Excerpts from a dataset:

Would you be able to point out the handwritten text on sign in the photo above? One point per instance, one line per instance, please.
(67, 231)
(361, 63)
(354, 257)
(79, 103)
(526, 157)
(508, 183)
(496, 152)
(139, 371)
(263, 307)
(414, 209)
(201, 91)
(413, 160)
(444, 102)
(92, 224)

### [Directions for this task]
With no line skipped, repeat the records exactly.

### [Answer box]
Would you be able to point out the handwritten text on sign in the photo above? One point per instance, one line per instance, please.
(67, 231)
(361, 63)
(354, 257)
(79, 103)
(526, 157)
(508, 183)
(496, 152)
(139, 371)
(263, 307)
(414, 209)
(201, 91)
(413, 160)
(444, 102)
(92, 224)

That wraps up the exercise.